* **Source records**
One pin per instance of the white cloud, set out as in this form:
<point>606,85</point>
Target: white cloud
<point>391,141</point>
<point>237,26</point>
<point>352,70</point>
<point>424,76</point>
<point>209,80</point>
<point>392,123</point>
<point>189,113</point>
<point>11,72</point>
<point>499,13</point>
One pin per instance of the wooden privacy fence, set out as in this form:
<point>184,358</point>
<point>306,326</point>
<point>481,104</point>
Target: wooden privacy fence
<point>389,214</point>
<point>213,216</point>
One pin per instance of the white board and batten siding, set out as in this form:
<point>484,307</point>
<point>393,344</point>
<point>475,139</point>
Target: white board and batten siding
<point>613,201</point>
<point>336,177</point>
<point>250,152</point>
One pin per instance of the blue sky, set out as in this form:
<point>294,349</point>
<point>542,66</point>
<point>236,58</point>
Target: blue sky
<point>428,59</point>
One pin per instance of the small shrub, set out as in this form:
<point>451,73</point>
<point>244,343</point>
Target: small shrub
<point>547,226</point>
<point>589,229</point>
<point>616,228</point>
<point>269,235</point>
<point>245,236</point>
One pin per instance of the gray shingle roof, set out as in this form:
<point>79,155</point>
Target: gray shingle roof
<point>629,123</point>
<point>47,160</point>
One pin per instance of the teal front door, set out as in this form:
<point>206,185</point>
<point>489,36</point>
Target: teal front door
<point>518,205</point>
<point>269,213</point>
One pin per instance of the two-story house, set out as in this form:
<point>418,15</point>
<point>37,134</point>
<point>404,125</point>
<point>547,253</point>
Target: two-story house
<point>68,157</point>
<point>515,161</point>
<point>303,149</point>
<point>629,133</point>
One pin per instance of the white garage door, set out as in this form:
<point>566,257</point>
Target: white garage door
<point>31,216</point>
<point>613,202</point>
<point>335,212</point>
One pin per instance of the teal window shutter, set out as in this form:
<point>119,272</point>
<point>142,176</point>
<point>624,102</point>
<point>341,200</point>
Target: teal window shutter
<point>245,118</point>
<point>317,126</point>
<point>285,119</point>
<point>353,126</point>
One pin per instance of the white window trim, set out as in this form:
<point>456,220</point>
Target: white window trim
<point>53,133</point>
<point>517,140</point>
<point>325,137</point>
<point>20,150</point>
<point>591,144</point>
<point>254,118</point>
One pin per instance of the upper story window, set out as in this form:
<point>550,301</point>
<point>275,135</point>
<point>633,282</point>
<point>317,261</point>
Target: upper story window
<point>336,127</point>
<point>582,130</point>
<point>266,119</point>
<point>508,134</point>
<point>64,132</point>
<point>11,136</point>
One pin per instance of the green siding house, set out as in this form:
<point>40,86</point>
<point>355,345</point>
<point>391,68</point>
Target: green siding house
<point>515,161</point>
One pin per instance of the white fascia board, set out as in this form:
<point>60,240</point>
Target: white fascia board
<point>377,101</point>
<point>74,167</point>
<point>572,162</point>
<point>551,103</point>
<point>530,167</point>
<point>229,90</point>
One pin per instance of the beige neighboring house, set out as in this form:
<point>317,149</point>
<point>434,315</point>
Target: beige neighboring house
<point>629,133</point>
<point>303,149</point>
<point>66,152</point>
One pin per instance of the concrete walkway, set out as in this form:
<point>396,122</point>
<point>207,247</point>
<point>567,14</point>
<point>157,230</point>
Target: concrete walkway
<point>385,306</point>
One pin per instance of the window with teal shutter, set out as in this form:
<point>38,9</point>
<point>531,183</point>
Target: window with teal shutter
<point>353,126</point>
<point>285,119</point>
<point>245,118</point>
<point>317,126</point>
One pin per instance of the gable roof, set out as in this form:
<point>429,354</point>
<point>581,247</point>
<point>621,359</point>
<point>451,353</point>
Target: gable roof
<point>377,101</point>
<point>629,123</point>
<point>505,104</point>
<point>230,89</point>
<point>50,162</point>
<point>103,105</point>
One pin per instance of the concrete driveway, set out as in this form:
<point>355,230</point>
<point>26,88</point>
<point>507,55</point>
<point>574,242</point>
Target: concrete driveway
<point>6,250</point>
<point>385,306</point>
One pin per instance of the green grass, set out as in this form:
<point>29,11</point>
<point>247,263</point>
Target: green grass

--

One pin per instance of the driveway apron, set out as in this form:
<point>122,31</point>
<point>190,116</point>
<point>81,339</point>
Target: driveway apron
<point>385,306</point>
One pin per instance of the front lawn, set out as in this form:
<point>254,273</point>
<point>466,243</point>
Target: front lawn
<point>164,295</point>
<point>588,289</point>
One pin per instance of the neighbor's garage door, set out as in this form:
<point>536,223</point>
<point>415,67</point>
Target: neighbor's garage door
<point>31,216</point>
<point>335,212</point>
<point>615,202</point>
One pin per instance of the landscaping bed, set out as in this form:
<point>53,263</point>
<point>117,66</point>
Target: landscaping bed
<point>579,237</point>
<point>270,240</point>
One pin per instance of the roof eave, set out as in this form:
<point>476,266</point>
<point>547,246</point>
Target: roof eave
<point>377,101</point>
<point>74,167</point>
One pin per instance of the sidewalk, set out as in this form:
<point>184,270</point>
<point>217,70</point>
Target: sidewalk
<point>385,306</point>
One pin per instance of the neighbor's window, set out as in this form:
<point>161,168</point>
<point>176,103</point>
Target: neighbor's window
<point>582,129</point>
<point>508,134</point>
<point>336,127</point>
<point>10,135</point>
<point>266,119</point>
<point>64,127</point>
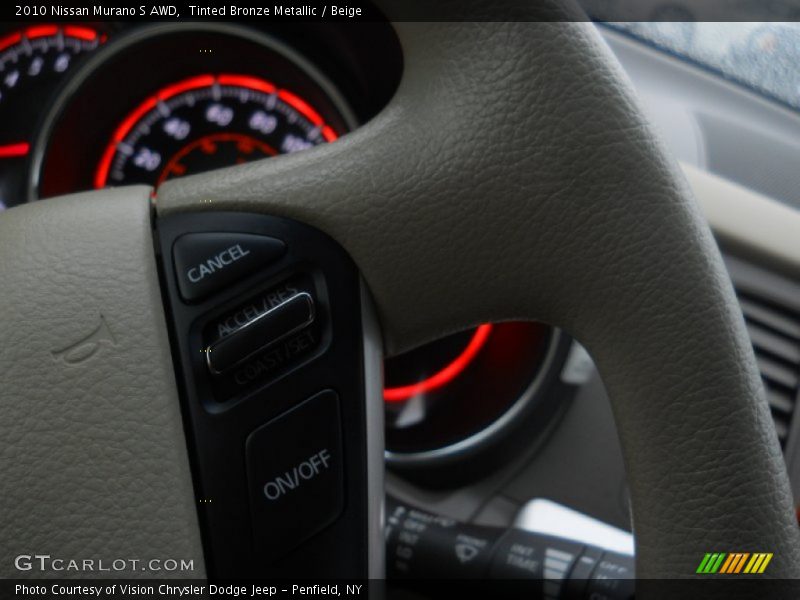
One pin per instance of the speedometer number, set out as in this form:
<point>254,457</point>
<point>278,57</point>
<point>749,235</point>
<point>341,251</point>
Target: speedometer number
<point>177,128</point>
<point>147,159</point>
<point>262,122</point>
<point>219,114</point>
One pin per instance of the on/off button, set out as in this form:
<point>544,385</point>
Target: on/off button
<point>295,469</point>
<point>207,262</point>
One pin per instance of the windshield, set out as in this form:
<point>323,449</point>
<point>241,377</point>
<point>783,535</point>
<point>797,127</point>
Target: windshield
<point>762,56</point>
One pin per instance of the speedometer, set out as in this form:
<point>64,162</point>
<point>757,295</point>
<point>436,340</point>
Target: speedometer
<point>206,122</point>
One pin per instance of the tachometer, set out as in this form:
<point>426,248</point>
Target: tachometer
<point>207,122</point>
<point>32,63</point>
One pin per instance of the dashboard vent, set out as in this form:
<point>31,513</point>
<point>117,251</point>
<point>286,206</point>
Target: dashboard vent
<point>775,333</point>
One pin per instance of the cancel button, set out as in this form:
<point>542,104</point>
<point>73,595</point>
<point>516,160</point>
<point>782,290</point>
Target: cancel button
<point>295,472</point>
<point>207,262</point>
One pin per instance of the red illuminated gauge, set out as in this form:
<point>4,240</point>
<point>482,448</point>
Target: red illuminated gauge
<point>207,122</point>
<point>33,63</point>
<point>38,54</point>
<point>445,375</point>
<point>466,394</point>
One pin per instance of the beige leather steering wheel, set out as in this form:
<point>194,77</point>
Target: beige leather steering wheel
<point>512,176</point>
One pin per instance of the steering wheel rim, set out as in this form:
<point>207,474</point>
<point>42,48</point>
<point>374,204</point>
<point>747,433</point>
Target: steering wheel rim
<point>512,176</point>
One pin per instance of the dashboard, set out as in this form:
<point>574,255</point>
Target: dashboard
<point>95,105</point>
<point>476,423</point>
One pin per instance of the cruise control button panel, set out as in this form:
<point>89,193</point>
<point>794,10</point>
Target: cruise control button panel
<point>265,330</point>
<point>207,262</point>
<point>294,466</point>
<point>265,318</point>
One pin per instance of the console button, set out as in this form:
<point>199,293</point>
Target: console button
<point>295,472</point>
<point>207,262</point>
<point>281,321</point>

* **Given problem**
Update the records starting with the line with "One pin per instance of the white fascia" and going on through the line with "<point>229,90</point>", putting "white trim board" wherever "white fascia board" appears and leaving everything else as it is.

* **Task result**
One pin per instance of the white trim board, set out as in this form:
<point>60,240</point>
Target: white trim board
<point>377,101</point>
<point>74,167</point>
<point>572,162</point>
<point>551,103</point>
<point>530,167</point>
<point>229,90</point>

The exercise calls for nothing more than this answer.